Dans le livre The limits to Growth - The 30-year update (2004), il est presque uniquement question des limites, non point pour les dépasser, mais au contraire pour s’en accommoder. L’idée de base qui a nourri ce livre est d’une simplicité biblique : pour que les hommes puissent produire, qu’il s’agisse de nourriture ou de la fusée Ariane, il leur faut des ressources naturelles. Tant que nous poursuivons un objectif de croissance économique perpétuelle, nous pouvons être aussi optimistes que nous le voulons sur le stock initial de ressources et la vitesse du progrès technique, le système finira par s’effondrer sur lui-même au cours du XXIe siècle. Par « effondrement », il faut entendre une chute combinée et rapide de la population, des ressources, de la production industrielle et alimentaire par tête. En 1972, The limits to Growth soulignait que la seule manière d’éviter cette issue était de stabiliser le PIB mondial au niveau de 1975 et d’affecter tout progrès technique à venir à « faire plus propre à consommation constante », et non à favoriser une consommation croissante. Ce n’est pas le chemin que nous avons suivi depuis ce premier ouvrage.
Une question lancinante, devenue plus urgente que jamais, n’a toujours pas trouvé d’enceinte où être débattue à son juste niveau : si la croissance doit, à relativement court terme, devenir un simple souvenir, comme organiser un avenir qui soit désirable ?
Jean-Marc Jancovici, fondateur du cabinet carbone 4
2/7) Genèse des limites
The Limits to Growth a été élaboré au sein du groupe Dynamique des Systèmes du MIT (Massachusetts Institute of Technology) entre 1970 et 1972. Nous avons utilisé le modèle informatique World3. Son ancêtre World1 avait été conçu par Jay Forrester en réponse aux questions du Club de Rome sur les interconnexions entre les tendances et les problèmes internationaux.

● ● ●

▸ EXERCICE PROPOSÉ 1:
Selon le texte sur les limites à la croissance, pourquoi un objectif de croissance économique perpétuelle mènerait-il le système à s'effondrer ? Répondez en une à trois phrases.
▸ EXERCICE PROPOSÉ 2:
Prolongez le texte sur les limites à la croissance à partir de sa dernière phrase.

▸ DONNÉES SOURCES:
● ● ●

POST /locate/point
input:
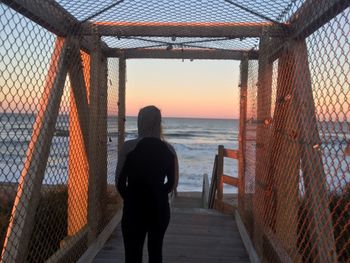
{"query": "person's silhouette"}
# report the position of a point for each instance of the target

● ● ●

▸ RÉPONSE ATTENDUE 1:
Toute production humaine, de la nourriture à la fusée Ariane, exige des ressources naturelles. Dès lors, si l'on poursuit une croissance perpétuelle, le système finira par s'effondrer au cours du XXIe siècle, même avec l'optimisme le plus grand sur le stock initial de ressources et la vitesse du progrès technique.

▸ RÉPONSE ATTENDUE 2:
Dans tous les scénarios réalistes de World3 en 1972, les limites physiques de la planète obligent la croissance à s’arrêter à un moment ou un autre du XXIe siècle. L’expansion de la population et du capital physique contraint petit à petit l’humanité à consacrer davantage de capital à la résolution des problèmes nés de l’association de plusieurs limites. Au bout du compte, ces problèmes accaparent tellement de capital qu’il devient impossible d’alimenter la croissance de la production industrielle. Le déclin de l’industrie empêche alors la société d’assurer la production dans d’autres secteurs : alimentation, services, etc. Et lorsque ces secteurs cessent de se développer, l’accroissement démographique s’arrête, lui aussi. Nous espérions (en vain) que ces réflexions allaient pousser la communauté internationale à prendre les mesures pour réduire les risques d’effondrement.
En 1992, nous en avons publié une version révisée, Beyond the Limits (Au-delà des limites, mais cet ouvrage n’a pas été traduit en français). Cette version présente une nouvelle conclusion, d’une importance capitale : L’humanité avait déjà dépassé les limites de la capacité de charge de la planète. D’où le titre de l’ouvrage. Publié lors de l’année du Sommet de la Terre à Rio, nous savons aujourd’hui que les hommes n’ont pas réussi à atteindre les objectifs qu’ils se sont fixés. Quant au sommet de Johannesburg, en 2002, le bilan fut encore plus mince. L’empreinte écologique de Mathis Wackernagel montre que l’humanité a connu pour la dernière fois un niveau de vie soutenable dans les années 1980. Elle enregistre en 2004 un dépassement de 20 %.
En 2004, avec The limits to Growth - The 30-year update, nous aimerions inciter les citoyens du monde entier à réfléchir aux conséquences à long terme de leurs actions, et recueillir leur soutien en faveur de mesures qui atténueraient les dégâts causés par le dépassement. Le dépassement écologique nous semble un concept beaucoup plus important, en ce XXIe siècle, que le libre-échange.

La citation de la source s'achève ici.